Dataset entries:
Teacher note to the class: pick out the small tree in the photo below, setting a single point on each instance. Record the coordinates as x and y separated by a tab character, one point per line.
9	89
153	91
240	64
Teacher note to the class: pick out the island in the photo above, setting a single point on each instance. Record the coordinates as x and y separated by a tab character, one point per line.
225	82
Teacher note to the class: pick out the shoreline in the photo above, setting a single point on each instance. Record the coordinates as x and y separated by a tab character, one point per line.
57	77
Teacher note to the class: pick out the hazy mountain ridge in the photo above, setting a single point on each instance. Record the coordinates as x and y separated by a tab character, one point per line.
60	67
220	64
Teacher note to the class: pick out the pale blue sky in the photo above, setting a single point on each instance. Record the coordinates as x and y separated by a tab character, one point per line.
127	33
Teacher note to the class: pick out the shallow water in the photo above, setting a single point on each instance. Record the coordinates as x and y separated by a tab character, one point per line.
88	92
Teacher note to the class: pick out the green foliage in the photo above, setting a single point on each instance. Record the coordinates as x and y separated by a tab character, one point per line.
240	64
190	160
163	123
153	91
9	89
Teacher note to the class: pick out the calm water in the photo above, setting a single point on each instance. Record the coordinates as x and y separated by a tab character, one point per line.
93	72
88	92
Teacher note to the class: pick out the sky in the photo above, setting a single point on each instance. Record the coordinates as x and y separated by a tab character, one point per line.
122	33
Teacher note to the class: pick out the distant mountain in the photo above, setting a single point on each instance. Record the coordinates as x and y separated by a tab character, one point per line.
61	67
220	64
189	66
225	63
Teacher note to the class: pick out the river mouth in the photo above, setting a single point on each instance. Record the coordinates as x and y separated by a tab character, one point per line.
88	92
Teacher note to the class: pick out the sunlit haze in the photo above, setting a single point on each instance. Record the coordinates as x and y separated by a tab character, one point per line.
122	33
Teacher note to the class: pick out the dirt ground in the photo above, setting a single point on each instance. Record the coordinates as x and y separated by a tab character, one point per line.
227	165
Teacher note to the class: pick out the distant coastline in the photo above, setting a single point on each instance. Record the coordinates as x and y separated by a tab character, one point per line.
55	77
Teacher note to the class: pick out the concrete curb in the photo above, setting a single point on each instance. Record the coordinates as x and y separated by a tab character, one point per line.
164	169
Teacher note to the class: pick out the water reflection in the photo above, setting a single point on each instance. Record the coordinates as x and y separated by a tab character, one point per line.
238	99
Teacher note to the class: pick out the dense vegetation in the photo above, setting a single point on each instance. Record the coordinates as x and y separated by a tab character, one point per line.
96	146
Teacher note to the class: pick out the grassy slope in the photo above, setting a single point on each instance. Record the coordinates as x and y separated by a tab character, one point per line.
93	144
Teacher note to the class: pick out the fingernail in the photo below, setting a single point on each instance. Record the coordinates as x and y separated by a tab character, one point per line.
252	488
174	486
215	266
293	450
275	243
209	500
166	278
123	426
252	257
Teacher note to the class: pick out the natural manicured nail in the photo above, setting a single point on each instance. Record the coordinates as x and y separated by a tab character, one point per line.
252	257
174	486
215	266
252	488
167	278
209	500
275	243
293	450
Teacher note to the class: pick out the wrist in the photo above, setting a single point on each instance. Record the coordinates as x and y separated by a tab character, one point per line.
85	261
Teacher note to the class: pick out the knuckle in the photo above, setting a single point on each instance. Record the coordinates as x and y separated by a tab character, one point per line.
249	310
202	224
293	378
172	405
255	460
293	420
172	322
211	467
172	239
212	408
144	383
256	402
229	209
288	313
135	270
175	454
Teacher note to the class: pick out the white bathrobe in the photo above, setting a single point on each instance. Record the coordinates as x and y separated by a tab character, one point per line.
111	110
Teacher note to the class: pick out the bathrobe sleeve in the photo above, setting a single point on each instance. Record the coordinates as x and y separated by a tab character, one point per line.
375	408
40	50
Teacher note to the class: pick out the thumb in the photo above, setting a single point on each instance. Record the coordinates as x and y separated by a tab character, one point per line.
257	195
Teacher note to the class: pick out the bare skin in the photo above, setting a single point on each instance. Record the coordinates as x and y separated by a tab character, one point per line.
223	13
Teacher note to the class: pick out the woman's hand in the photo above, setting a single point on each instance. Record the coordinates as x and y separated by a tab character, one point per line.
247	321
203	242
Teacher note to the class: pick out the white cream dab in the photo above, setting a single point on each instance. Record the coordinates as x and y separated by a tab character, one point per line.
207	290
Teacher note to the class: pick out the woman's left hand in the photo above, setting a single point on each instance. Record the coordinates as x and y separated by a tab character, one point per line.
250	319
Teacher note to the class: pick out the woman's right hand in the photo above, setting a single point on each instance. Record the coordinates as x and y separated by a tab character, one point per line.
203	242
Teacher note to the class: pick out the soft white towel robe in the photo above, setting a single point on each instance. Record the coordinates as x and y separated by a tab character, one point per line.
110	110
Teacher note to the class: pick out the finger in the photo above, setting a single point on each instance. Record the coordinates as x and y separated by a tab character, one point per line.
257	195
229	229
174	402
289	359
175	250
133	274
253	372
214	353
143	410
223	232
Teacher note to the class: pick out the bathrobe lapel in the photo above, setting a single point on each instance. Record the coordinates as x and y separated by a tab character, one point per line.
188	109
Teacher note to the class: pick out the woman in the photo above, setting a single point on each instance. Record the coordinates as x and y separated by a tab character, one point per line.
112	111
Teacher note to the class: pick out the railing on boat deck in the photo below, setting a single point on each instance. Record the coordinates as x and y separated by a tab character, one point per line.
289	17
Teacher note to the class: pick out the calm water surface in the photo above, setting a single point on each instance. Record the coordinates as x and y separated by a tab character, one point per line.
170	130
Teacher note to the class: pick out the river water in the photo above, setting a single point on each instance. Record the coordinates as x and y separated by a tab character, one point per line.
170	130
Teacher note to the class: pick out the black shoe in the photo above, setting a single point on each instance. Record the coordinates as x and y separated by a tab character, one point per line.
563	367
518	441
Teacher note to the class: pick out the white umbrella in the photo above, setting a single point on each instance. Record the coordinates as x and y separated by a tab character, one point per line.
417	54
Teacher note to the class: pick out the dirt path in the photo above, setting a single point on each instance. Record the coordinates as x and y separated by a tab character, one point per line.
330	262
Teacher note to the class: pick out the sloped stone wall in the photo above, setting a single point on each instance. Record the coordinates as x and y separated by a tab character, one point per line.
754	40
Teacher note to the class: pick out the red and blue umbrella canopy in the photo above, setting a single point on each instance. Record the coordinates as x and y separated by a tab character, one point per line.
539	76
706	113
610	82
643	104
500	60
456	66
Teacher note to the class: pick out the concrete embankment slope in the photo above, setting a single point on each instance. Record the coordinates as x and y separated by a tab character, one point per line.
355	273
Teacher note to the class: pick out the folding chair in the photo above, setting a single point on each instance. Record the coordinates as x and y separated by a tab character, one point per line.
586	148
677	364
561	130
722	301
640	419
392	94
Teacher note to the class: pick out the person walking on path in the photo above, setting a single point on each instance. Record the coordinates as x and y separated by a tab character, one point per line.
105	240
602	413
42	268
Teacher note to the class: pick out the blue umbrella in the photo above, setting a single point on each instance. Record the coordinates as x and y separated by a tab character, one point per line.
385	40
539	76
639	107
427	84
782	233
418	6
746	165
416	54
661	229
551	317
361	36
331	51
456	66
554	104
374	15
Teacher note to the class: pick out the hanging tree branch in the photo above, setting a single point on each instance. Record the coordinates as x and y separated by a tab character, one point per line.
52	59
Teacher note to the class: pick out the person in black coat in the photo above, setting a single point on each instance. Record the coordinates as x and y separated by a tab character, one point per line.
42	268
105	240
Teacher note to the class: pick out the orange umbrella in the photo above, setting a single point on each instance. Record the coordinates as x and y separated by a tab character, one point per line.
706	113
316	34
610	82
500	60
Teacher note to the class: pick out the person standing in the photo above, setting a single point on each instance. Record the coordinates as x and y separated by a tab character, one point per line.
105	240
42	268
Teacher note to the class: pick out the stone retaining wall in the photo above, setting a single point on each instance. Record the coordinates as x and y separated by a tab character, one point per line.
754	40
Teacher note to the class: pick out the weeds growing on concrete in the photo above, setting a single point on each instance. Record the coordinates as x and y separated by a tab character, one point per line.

◆ Written exercise ◆
Each line from the one with "Teacher note to the class: pick out the blue" through the last line of the records must be written out word for word. Include nothing else.

◆ Response to this exercise ◆
Teacher note to the class: pick out the blue umbrella in the photo above, setting a single point on each instance. Record the coordinates as x and y separated by a tab character, one point per line.
385	40
539	76
639	107
427	84
782	233
418	6
746	165
416	54
661	229
551	317
361	36
331	51
456	66
554	104
374	15
Teacher note to the class: pick out the hanging tree branch in the photo above, setting a single point on each instance. Record the coordinates as x and y separated by a tab character, one point per line.
52	59
Teacher note to the class: pick out the person in black coat in the photo above, setting a single point on each instance. Record the coordinates as x and y separated by a tab character, one point per line.
42	268
105	240
Teacher note to the class: pick out the orange umbrella in the photo above, setting a single point on each instance. Record the coordinates as x and y separated by a tab character, one point per line.
706	113
316	34
610	82
500	60
Teacher note to the class: pick out the person standing in the photo above, setting a single point on each instance. Record the coordinates as x and y separated by a tab character, one point per line.
105	240
42	268
Teacher note to the class: pick out the stone retaining wall in the photo above, setting a single point on each instance. Record the coordinates as x and y separated by a tab character, one point per line.
754	40
Teacher note to the class: pick out the weeds growing on concrete in the photo above, setting a single point on each instance. Record the coordinates as x and y separated by a tab character, one point per line.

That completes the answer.